» What is needed: Your answer should consist of the lines in the data below that contain "follows".

» Information given:
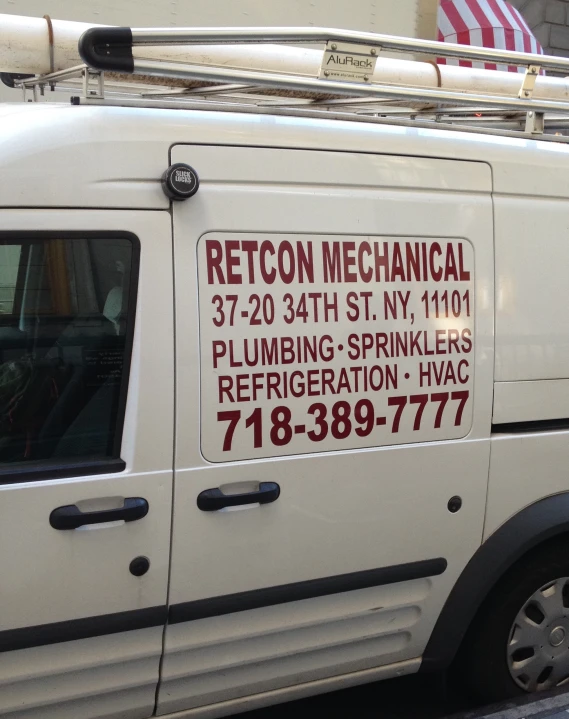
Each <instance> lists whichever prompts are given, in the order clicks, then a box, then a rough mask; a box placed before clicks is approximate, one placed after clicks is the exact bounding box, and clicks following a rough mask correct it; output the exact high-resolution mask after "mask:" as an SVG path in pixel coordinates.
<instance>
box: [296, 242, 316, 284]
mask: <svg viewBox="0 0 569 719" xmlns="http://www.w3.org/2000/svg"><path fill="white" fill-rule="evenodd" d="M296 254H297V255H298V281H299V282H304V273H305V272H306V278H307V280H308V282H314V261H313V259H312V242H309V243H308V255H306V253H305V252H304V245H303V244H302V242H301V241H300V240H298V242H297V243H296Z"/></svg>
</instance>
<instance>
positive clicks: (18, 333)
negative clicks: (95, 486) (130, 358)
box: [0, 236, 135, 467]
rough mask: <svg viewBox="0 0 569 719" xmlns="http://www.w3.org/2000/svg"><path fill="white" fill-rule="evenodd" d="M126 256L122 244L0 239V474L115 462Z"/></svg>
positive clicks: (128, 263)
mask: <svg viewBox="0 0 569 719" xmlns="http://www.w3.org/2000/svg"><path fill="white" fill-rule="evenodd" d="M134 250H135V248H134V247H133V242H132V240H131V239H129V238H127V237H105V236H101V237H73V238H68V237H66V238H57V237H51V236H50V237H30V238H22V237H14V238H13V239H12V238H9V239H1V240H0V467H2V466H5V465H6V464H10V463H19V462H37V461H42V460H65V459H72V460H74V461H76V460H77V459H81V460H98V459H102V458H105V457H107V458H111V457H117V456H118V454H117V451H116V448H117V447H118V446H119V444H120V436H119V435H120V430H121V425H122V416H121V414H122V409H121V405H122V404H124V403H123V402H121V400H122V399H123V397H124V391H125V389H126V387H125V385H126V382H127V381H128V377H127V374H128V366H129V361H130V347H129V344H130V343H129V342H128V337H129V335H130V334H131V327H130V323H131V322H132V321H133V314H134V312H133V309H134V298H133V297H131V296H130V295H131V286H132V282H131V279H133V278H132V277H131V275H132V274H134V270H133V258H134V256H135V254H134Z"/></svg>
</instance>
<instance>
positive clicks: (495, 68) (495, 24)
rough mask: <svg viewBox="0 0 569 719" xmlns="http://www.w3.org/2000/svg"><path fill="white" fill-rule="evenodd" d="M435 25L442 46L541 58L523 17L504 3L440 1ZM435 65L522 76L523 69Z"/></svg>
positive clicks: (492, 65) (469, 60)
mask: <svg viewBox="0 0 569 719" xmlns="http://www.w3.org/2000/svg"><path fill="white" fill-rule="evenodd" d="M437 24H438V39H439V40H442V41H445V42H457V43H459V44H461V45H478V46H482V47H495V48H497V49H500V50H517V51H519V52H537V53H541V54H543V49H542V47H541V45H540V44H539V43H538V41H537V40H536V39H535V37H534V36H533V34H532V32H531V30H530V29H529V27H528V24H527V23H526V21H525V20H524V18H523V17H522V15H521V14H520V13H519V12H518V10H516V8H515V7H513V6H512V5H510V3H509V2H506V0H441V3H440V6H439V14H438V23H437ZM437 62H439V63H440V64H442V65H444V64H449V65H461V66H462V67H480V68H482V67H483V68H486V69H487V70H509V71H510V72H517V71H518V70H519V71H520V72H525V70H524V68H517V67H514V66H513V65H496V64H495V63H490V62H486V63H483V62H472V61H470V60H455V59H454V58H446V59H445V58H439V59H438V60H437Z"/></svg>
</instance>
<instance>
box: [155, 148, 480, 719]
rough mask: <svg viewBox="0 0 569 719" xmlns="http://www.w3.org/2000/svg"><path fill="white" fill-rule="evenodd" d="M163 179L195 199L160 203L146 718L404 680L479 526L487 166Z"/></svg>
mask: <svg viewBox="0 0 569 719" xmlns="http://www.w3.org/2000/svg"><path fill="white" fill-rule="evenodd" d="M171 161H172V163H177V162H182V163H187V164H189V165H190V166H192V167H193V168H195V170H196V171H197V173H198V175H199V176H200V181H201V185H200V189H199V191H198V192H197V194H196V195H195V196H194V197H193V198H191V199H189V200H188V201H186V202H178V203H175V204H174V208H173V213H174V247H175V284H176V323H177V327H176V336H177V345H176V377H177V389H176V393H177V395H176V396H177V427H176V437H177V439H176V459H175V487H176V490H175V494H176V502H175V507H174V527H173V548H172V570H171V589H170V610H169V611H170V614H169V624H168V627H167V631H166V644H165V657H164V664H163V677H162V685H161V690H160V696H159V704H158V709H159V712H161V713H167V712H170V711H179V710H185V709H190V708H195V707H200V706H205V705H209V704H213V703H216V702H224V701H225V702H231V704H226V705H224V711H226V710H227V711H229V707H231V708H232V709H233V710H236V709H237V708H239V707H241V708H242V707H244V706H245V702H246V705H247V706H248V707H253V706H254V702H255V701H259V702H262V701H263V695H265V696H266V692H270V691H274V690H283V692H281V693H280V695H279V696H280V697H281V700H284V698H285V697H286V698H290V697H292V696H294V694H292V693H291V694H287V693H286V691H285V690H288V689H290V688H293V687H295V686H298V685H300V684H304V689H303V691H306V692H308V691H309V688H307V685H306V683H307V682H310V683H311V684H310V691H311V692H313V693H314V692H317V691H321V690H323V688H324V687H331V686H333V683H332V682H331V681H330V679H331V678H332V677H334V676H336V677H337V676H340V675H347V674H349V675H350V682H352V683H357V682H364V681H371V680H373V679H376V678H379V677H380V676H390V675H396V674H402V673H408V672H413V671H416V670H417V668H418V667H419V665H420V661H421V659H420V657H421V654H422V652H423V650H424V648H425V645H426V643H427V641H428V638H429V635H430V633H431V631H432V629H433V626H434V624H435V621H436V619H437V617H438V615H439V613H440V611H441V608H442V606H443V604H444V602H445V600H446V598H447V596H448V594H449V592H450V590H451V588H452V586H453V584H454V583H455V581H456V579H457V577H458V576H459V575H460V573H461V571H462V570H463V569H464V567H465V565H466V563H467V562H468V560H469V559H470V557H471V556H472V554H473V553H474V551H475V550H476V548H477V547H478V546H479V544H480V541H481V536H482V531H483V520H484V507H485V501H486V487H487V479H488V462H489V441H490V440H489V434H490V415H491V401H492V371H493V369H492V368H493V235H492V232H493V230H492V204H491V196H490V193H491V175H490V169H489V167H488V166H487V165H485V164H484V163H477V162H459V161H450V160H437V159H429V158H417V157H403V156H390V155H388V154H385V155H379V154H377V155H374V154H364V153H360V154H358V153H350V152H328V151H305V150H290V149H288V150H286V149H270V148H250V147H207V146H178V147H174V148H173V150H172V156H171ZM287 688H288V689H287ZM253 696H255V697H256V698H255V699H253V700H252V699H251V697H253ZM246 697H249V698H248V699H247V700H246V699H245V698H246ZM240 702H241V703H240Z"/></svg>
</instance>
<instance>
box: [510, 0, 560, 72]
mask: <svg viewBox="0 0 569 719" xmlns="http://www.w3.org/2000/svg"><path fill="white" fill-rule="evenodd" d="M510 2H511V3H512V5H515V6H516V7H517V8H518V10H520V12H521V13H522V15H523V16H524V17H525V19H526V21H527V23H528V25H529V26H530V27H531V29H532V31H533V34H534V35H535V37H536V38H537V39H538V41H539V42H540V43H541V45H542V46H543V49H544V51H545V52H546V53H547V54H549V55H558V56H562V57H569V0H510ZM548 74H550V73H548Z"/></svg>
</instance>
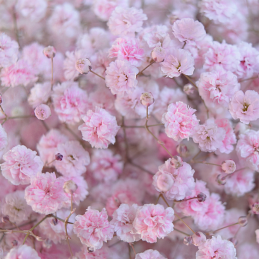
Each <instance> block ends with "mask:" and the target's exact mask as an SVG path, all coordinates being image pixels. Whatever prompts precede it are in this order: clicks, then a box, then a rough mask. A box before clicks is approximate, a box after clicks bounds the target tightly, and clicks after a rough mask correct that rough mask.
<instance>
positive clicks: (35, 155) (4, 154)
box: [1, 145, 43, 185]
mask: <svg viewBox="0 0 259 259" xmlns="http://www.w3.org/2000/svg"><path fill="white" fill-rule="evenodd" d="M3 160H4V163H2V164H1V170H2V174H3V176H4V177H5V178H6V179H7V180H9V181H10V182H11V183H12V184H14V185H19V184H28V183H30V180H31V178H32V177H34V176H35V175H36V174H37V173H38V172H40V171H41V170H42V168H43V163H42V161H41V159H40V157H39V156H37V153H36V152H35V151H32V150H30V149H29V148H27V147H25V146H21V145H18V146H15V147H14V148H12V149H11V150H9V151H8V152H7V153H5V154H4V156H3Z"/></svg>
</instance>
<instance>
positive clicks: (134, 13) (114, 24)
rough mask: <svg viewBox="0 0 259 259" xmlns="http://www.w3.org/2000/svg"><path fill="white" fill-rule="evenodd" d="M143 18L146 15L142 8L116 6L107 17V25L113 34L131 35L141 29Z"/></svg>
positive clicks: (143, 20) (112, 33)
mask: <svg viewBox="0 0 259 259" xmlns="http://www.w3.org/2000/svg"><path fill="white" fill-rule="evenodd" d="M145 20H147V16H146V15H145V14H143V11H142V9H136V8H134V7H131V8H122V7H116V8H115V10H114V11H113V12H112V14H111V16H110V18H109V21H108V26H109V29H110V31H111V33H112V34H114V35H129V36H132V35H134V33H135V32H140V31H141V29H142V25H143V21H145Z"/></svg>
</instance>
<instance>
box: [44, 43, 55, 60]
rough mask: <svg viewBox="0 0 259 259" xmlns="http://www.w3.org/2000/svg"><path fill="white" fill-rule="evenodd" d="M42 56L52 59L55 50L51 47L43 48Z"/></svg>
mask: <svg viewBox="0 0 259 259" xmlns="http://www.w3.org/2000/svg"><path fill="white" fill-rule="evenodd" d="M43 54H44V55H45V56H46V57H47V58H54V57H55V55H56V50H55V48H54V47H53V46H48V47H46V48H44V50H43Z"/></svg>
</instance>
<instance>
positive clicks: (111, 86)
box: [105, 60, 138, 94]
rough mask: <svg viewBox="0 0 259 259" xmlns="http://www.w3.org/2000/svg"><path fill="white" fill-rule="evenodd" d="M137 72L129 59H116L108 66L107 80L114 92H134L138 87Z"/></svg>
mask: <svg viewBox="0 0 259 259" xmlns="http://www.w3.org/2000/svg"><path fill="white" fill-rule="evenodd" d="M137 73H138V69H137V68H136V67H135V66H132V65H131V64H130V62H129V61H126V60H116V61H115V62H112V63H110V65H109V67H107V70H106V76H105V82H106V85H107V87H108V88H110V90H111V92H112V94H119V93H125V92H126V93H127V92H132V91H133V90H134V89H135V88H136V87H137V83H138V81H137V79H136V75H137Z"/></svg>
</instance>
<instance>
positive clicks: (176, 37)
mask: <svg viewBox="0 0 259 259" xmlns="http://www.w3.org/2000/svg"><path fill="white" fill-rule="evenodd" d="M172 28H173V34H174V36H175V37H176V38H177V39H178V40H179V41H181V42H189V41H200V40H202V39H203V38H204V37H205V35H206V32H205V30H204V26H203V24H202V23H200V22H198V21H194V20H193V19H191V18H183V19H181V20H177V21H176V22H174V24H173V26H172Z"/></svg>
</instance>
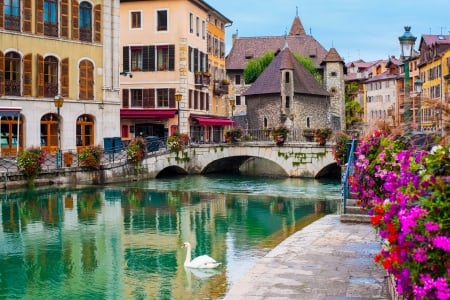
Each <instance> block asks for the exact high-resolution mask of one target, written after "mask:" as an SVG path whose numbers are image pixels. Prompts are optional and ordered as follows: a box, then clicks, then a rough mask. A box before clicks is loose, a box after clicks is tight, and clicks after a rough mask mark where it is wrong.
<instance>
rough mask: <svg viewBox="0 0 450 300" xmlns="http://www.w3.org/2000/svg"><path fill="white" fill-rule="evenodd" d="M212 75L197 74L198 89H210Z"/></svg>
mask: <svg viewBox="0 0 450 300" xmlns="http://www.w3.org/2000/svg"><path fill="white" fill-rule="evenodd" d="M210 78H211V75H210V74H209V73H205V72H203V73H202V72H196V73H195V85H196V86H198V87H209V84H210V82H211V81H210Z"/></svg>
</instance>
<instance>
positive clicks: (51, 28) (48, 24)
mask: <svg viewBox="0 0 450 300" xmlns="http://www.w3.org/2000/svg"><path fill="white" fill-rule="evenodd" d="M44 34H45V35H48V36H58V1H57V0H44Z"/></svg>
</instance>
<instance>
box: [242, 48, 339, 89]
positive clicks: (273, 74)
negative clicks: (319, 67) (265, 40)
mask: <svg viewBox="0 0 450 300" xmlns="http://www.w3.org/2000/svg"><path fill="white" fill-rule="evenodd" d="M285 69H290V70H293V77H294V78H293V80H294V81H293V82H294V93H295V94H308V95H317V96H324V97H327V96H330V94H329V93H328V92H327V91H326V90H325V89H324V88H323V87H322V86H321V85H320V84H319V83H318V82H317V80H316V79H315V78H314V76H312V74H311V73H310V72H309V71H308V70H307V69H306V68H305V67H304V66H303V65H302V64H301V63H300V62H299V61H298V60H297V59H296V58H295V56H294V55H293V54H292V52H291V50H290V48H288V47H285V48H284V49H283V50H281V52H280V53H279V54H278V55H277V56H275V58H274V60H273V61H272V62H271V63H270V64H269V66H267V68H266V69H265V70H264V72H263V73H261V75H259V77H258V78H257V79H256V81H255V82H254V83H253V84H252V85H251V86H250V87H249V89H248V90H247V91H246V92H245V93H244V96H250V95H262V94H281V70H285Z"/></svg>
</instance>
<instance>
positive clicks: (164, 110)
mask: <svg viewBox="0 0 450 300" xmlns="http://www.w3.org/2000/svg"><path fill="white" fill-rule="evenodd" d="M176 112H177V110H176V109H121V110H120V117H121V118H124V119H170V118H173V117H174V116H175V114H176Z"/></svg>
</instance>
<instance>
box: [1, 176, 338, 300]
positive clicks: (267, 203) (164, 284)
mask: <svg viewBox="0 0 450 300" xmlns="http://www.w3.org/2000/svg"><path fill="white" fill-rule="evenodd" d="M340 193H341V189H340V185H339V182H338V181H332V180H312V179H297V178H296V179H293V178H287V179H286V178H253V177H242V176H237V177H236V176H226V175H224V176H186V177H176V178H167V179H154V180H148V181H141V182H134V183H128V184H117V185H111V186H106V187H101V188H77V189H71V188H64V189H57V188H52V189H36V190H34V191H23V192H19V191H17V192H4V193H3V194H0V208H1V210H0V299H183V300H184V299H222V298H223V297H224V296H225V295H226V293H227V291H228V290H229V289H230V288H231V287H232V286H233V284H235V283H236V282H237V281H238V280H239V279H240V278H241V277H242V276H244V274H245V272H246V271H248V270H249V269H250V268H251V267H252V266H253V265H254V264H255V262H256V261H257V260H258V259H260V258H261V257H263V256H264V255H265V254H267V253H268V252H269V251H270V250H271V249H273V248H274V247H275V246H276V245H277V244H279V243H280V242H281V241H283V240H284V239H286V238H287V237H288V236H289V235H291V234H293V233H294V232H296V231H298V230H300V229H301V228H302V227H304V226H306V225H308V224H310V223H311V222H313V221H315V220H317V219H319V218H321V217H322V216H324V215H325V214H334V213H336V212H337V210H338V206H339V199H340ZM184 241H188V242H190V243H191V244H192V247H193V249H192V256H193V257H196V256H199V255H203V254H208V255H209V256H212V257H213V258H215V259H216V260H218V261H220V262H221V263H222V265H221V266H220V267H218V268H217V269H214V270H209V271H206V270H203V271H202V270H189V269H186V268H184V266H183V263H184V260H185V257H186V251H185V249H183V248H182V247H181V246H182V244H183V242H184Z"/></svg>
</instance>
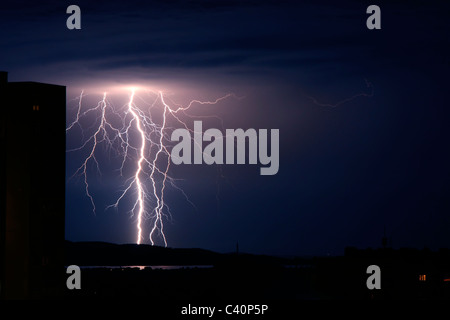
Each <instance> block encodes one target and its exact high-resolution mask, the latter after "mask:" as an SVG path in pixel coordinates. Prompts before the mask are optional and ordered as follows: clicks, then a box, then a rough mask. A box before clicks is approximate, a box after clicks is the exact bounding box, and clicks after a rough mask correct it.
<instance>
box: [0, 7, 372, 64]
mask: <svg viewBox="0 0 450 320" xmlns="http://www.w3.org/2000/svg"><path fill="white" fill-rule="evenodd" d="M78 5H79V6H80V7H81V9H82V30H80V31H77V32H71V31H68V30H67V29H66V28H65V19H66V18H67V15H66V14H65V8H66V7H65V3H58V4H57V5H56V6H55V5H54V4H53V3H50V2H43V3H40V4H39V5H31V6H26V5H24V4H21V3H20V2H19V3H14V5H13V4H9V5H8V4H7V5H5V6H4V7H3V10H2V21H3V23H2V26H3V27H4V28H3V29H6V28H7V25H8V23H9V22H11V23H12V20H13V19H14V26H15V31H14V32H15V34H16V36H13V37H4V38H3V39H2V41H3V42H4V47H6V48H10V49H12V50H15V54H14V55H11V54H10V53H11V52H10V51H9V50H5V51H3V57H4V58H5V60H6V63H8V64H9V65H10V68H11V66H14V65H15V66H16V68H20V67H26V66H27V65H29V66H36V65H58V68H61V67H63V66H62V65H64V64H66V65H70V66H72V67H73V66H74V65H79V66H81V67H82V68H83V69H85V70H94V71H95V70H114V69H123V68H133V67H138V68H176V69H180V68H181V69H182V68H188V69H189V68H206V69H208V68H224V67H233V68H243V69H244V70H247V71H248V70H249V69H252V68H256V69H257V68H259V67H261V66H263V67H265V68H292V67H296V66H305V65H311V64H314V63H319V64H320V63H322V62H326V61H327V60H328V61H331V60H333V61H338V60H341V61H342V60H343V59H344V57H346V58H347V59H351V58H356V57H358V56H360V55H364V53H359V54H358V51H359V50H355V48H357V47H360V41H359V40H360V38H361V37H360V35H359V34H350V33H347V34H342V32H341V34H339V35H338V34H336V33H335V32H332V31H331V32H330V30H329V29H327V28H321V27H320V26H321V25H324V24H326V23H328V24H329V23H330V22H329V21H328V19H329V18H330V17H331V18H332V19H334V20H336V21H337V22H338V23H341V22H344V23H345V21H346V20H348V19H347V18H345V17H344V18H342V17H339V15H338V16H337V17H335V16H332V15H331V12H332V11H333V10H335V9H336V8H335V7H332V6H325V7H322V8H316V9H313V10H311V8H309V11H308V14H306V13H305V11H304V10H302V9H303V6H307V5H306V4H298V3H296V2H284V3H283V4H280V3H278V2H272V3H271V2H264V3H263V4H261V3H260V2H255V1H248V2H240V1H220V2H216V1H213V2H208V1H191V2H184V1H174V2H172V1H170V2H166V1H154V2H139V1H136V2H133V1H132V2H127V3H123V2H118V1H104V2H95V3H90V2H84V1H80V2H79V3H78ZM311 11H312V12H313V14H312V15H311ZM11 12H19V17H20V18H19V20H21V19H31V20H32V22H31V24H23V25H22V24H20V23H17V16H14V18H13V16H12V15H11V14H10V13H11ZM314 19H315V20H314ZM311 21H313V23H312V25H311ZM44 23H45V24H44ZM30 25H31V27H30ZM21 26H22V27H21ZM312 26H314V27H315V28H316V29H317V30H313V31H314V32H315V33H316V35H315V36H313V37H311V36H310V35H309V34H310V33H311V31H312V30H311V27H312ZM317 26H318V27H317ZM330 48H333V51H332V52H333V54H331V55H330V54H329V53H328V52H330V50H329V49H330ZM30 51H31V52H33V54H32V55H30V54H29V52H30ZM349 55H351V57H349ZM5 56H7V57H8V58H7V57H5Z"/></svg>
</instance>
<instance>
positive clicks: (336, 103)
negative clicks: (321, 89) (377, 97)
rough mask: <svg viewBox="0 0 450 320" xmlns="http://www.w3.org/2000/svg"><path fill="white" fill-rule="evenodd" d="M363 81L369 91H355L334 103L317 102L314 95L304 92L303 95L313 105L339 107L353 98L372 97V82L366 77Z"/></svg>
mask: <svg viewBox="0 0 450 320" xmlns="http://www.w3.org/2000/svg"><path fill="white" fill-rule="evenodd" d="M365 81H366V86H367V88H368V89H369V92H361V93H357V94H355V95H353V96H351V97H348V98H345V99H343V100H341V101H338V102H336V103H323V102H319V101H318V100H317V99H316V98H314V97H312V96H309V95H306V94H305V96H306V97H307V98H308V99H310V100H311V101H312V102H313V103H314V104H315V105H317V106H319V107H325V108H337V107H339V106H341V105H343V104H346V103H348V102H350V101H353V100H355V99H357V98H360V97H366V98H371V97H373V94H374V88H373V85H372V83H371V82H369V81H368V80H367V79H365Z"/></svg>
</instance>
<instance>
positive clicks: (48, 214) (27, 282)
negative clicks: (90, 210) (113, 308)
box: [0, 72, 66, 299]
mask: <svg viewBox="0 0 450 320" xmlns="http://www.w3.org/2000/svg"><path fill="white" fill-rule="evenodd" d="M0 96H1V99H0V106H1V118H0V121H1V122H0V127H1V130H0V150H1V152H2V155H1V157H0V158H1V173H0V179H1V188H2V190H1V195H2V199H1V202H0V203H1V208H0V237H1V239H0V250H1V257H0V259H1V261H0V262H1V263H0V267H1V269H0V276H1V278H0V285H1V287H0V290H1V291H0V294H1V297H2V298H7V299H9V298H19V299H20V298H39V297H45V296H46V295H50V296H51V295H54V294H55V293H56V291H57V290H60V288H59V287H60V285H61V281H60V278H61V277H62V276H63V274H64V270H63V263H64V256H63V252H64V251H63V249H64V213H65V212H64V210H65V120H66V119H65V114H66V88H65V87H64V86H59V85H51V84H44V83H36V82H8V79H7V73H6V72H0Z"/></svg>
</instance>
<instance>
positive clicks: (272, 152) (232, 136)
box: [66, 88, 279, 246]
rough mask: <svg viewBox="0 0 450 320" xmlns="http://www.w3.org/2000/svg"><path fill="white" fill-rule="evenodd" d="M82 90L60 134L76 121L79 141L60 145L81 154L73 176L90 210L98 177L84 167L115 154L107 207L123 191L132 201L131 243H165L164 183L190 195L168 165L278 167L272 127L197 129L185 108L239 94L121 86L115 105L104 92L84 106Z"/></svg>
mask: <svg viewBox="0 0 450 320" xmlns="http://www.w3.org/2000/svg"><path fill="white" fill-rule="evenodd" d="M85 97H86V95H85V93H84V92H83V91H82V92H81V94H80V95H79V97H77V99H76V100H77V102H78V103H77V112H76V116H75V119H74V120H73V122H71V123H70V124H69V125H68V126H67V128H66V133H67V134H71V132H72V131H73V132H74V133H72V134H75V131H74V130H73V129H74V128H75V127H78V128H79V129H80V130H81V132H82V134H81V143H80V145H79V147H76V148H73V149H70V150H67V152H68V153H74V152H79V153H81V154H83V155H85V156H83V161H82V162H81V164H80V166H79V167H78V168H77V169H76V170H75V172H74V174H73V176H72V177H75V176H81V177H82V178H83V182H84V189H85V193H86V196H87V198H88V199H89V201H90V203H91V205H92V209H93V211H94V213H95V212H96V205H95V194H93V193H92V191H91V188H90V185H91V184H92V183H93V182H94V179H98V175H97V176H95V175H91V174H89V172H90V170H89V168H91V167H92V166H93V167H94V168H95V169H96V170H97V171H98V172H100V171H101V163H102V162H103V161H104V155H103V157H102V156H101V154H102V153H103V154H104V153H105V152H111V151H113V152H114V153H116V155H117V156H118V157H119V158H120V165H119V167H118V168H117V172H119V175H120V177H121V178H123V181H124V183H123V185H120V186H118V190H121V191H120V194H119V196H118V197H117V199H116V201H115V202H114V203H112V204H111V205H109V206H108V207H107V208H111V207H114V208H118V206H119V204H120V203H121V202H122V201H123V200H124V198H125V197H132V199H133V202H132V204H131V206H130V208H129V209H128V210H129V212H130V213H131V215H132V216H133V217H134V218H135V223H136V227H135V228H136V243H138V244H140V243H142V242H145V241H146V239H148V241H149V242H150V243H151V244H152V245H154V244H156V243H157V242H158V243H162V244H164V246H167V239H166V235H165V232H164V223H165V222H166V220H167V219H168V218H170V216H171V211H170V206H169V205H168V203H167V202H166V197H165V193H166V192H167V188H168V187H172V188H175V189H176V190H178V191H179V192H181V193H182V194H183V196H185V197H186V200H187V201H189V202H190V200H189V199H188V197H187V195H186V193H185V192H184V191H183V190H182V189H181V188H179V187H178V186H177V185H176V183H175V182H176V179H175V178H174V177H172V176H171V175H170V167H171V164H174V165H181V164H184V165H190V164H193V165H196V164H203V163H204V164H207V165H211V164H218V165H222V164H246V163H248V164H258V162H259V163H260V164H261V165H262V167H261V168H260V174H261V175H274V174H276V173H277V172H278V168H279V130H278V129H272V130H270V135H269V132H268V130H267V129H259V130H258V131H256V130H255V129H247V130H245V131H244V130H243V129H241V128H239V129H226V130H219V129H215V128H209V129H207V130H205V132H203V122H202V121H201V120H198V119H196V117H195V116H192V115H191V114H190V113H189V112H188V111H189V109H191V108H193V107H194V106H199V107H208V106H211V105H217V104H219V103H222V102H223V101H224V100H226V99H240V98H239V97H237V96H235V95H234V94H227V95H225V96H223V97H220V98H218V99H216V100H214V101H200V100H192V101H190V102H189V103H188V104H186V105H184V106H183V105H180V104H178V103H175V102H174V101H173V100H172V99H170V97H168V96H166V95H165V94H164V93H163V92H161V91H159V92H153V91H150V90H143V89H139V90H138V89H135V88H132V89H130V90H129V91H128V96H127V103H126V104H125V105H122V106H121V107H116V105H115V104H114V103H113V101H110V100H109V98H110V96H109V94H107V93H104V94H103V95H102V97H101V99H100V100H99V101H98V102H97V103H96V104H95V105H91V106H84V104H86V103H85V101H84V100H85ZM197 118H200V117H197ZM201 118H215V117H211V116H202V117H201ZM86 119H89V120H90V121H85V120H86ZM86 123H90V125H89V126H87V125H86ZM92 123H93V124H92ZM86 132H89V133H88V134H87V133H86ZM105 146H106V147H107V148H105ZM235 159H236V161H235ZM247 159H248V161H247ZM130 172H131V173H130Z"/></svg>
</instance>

» Output:
Each <instance> block asks for the exact high-resolution mask of one target, written after "mask:" as an SVG path whose numbers are image pixels. Prompts are optional and ordered as follows: a box, then clicks, then a rough mask. A box before clicks is loose, a box after clicks is tight, and clicks after a rough mask mark where it is wrong.
Each <instance> block encodes one target and its exact high-resolution mask, the latter after "mask:" as an SVG path in pixel coordinates. Prompts before the mask are optional and ordered as follows: clicks, then a box, then a rough mask. A box before clicks is approximate, a box after clicks is the exact bounding box, and clicks after a rough mask correct it.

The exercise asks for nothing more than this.